#### [What to do]
Please pick out every line of the items below that contains the word "window" and copy each one. Case counts.

[Location annotation dataset excerpts]

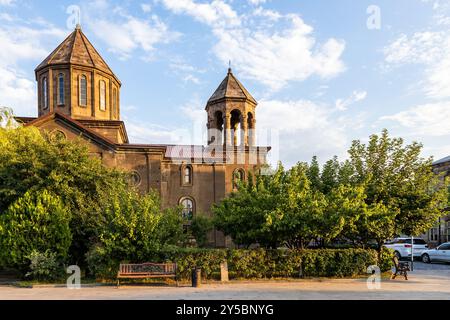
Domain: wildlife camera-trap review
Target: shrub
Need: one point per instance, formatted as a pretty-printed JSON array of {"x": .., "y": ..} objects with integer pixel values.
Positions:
[
  {"x": 38, "y": 222},
  {"x": 44, "y": 266},
  {"x": 261, "y": 263},
  {"x": 200, "y": 227}
]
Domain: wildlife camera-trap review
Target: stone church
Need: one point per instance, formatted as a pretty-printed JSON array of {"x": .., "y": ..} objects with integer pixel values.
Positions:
[{"x": 79, "y": 96}]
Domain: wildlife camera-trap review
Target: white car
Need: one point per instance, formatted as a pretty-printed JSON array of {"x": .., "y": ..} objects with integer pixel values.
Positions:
[
  {"x": 402, "y": 247},
  {"x": 439, "y": 254}
]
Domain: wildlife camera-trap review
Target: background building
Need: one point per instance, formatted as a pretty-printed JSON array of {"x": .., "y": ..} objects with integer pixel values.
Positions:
[{"x": 79, "y": 96}]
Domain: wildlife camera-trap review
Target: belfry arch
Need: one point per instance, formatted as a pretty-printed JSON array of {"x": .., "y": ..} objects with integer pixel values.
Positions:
[{"x": 231, "y": 114}]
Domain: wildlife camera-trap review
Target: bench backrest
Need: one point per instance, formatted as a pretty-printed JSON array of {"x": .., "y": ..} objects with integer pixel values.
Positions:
[
  {"x": 395, "y": 259},
  {"x": 160, "y": 268}
]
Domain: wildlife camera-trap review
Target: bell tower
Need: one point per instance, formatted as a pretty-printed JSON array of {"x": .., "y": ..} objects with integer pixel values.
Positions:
[{"x": 231, "y": 114}]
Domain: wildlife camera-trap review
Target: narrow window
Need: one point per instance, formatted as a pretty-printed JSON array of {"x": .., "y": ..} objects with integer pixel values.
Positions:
[
  {"x": 188, "y": 208},
  {"x": 115, "y": 102},
  {"x": 187, "y": 175},
  {"x": 44, "y": 93},
  {"x": 60, "y": 89},
  {"x": 83, "y": 91},
  {"x": 102, "y": 95},
  {"x": 238, "y": 177}
]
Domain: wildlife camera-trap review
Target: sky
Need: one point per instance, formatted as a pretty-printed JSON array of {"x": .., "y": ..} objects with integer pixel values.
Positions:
[{"x": 324, "y": 72}]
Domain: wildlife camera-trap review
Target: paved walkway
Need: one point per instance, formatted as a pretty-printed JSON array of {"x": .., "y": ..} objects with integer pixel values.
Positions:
[{"x": 431, "y": 282}]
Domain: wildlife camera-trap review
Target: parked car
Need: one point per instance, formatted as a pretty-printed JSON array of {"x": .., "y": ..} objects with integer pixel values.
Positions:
[
  {"x": 402, "y": 247},
  {"x": 439, "y": 254}
]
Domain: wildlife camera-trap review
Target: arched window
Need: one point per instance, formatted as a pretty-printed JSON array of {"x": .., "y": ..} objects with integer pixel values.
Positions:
[
  {"x": 135, "y": 178},
  {"x": 60, "y": 89},
  {"x": 83, "y": 91},
  {"x": 45, "y": 93},
  {"x": 102, "y": 95},
  {"x": 187, "y": 208},
  {"x": 115, "y": 103},
  {"x": 187, "y": 175},
  {"x": 238, "y": 176}
]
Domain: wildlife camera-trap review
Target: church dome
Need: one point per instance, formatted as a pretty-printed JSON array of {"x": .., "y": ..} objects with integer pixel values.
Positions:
[{"x": 76, "y": 49}]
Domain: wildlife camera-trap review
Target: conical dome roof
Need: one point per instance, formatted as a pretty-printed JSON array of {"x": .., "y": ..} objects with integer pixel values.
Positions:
[
  {"x": 77, "y": 50},
  {"x": 231, "y": 87}
]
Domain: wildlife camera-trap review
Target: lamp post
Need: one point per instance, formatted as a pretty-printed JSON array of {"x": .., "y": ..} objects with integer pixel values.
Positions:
[{"x": 412, "y": 253}]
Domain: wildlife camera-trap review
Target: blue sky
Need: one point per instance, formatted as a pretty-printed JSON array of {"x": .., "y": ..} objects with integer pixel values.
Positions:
[{"x": 321, "y": 76}]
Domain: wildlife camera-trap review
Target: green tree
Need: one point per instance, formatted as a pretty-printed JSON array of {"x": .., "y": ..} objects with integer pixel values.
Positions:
[
  {"x": 37, "y": 221},
  {"x": 399, "y": 185},
  {"x": 135, "y": 229},
  {"x": 33, "y": 161},
  {"x": 200, "y": 227},
  {"x": 245, "y": 214}
]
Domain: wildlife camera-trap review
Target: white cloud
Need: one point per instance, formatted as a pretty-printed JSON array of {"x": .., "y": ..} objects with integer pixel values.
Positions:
[
  {"x": 124, "y": 33},
  {"x": 146, "y": 7},
  {"x": 22, "y": 42},
  {"x": 271, "y": 54},
  {"x": 256, "y": 2},
  {"x": 315, "y": 130},
  {"x": 356, "y": 96},
  {"x": 185, "y": 71},
  {"x": 191, "y": 132},
  {"x": 17, "y": 91},
  {"x": 421, "y": 47},
  {"x": 6, "y": 2},
  {"x": 431, "y": 49},
  {"x": 215, "y": 13},
  {"x": 430, "y": 119}
]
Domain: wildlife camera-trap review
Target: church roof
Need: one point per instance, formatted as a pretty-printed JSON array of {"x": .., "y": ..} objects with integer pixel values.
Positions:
[
  {"x": 231, "y": 88},
  {"x": 76, "y": 49}
]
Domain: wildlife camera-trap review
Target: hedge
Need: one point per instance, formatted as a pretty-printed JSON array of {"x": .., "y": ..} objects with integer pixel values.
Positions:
[{"x": 262, "y": 263}]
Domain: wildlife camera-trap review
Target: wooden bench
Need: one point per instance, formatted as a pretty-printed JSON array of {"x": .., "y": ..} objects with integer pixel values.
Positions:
[
  {"x": 401, "y": 268},
  {"x": 147, "y": 270}
]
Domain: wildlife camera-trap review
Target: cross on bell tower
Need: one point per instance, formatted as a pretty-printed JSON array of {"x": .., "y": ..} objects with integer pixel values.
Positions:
[{"x": 231, "y": 114}]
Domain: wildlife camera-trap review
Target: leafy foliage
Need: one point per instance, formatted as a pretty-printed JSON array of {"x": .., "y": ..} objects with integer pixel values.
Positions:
[
  {"x": 200, "y": 227},
  {"x": 55, "y": 196},
  {"x": 261, "y": 263},
  {"x": 34, "y": 222},
  {"x": 44, "y": 266},
  {"x": 384, "y": 189}
]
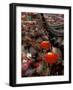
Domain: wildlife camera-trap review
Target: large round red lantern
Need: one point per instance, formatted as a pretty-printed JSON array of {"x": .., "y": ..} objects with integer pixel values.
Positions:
[
  {"x": 45, "y": 44},
  {"x": 51, "y": 57}
]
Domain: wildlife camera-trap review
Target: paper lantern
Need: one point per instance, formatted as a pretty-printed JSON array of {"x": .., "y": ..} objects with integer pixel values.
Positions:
[{"x": 51, "y": 57}]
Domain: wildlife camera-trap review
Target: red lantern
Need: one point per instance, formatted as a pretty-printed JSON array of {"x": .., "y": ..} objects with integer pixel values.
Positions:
[
  {"x": 45, "y": 44},
  {"x": 51, "y": 57}
]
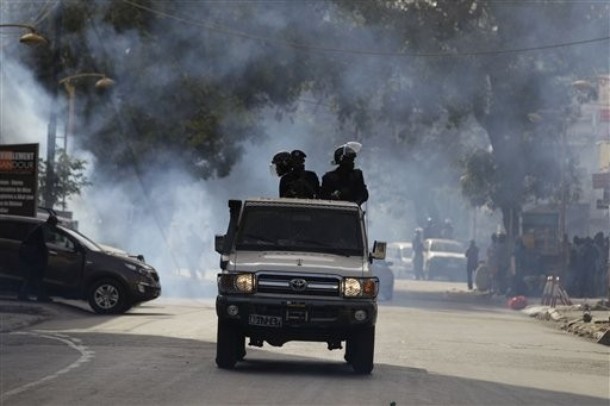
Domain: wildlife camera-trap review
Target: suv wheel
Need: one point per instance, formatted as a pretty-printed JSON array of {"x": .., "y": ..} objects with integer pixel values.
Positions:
[
  {"x": 230, "y": 345},
  {"x": 361, "y": 349},
  {"x": 108, "y": 296}
]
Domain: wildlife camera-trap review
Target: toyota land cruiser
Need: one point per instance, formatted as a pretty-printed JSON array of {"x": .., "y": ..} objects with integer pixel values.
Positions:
[{"x": 296, "y": 269}]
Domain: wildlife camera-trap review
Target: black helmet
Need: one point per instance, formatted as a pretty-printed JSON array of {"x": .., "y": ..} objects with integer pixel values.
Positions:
[
  {"x": 282, "y": 162},
  {"x": 344, "y": 154},
  {"x": 298, "y": 156}
]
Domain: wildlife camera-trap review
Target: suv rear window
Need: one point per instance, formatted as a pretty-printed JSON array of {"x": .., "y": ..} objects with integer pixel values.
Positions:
[
  {"x": 15, "y": 230},
  {"x": 308, "y": 229}
]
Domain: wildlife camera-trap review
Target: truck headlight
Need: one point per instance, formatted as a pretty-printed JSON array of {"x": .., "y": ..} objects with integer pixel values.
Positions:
[
  {"x": 360, "y": 287},
  {"x": 236, "y": 282},
  {"x": 141, "y": 270},
  {"x": 351, "y": 287},
  {"x": 245, "y": 283}
]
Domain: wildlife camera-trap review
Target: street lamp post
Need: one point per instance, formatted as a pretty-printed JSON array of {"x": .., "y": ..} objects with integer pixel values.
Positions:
[
  {"x": 104, "y": 82},
  {"x": 49, "y": 195},
  {"x": 30, "y": 38}
]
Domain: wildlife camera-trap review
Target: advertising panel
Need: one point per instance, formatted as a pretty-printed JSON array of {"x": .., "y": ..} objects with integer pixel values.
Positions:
[{"x": 19, "y": 179}]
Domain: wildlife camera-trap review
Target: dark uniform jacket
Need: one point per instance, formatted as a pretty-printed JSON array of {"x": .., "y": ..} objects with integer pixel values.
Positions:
[
  {"x": 344, "y": 184},
  {"x": 300, "y": 184}
]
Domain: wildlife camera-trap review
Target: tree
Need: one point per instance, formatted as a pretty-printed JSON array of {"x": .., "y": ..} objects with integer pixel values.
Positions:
[{"x": 69, "y": 178}]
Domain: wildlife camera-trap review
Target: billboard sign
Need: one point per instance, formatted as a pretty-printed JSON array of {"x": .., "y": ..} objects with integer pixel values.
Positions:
[{"x": 19, "y": 179}]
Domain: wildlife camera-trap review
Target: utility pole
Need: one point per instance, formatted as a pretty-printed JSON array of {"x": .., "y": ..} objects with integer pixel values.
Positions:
[{"x": 49, "y": 195}]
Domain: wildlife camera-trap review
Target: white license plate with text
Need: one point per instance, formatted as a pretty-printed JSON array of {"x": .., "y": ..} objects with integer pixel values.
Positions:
[{"x": 266, "y": 321}]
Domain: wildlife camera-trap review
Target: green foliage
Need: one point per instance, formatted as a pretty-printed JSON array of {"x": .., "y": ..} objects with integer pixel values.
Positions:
[{"x": 68, "y": 178}]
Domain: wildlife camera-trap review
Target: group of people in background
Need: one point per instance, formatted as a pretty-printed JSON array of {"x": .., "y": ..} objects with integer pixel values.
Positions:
[
  {"x": 513, "y": 269},
  {"x": 343, "y": 183},
  {"x": 588, "y": 266}
]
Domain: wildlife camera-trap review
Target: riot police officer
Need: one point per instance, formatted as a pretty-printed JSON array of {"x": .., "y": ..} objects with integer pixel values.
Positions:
[
  {"x": 345, "y": 182},
  {"x": 299, "y": 182}
]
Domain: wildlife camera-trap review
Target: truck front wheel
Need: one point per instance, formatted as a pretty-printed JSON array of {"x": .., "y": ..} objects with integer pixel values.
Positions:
[
  {"x": 229, "y": 345},
  {"x": 360, "y": 350}
]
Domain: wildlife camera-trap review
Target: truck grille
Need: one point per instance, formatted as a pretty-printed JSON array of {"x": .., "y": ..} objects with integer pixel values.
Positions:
[{"x": 306, "y": 285}]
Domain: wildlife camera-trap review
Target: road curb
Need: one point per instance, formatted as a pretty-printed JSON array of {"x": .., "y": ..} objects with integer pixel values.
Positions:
[{"x": 19, "y": 315}]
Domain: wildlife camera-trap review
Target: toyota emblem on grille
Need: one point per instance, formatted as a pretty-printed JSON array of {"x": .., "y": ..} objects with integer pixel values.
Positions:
[{"x": 298, "y": 284}]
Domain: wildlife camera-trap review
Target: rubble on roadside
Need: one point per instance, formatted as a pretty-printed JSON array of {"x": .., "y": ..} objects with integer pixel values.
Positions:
[{"x": 573, "y": 319}]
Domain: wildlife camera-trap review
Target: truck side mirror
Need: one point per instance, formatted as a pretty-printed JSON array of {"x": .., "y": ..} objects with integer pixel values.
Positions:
[
  {"x": 219, "y": 241},
  {"x": 379, "y": 250}
]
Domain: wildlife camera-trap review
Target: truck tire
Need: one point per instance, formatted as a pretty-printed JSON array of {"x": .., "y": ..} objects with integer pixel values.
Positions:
[
  {"x": 241, "y": 346},
  {"x": 108, "y": 296},
  {"x": 228, "y": 345},
  {"x": 361, "y": 347}
]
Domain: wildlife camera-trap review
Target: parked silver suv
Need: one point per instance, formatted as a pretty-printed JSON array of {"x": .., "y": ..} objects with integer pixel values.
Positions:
[{"x": 78, "y": 268}]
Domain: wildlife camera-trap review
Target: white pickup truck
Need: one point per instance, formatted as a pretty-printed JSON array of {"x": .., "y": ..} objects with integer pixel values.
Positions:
[{"x": 296, "y": 269}]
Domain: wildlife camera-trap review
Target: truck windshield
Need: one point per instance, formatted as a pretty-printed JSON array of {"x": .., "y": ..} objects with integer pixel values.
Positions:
[{"x": 307, "y": 229}]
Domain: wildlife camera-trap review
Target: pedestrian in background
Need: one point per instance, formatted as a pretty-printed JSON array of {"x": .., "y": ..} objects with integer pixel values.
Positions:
[
  {"x": 472, "y": 261},
  {"x": 34, "y": 258},
  {"x": 417, "y": 245}
]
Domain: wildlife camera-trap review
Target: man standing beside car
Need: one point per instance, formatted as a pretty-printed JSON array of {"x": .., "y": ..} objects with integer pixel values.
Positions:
[
  {"x": 34, "y": 257},
  {"x": 418, "y": 254},
  {"x": 472, "y": 261}
]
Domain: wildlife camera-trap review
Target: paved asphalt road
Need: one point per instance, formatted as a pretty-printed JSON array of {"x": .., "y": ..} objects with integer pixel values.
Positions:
[{"x": 429, "y": 351}]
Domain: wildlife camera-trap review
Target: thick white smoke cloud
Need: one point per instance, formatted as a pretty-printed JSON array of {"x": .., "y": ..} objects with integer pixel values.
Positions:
[{"x": 155, "y": 212}]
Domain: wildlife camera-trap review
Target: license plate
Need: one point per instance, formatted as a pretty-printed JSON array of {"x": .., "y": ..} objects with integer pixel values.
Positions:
[
  {"x": 296, "y": 315},
  {"x": 266, "y": 321}
]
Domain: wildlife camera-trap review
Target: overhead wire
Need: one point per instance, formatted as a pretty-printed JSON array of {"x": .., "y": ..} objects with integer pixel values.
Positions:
[{"x": 353, "y": 51}]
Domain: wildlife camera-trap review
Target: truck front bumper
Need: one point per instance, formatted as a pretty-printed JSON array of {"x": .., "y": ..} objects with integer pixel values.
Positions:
[{"x": 279, "y": 320}]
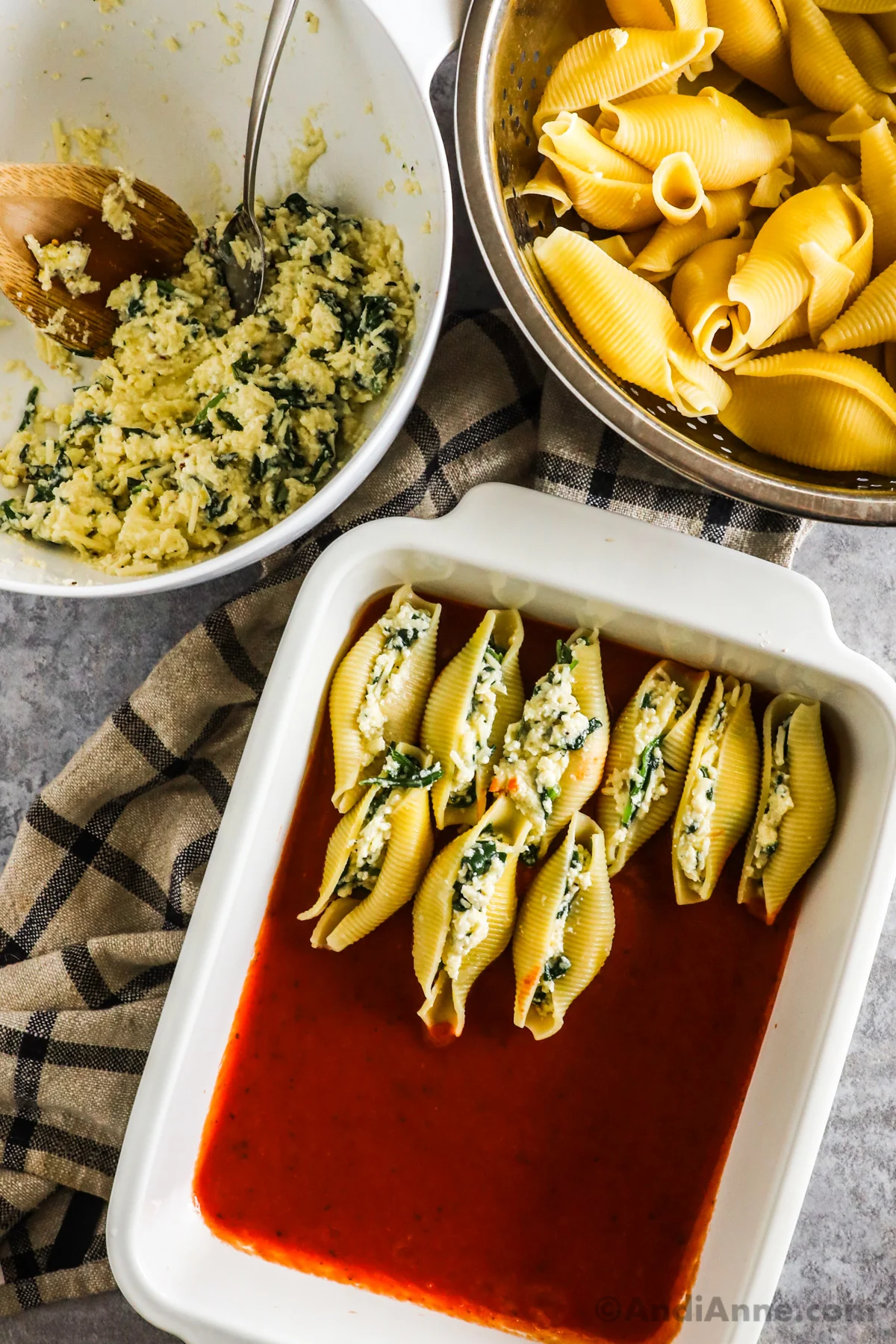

#### [Result of this task]
Target: narrow window
Target: arched window
Target: suv rear window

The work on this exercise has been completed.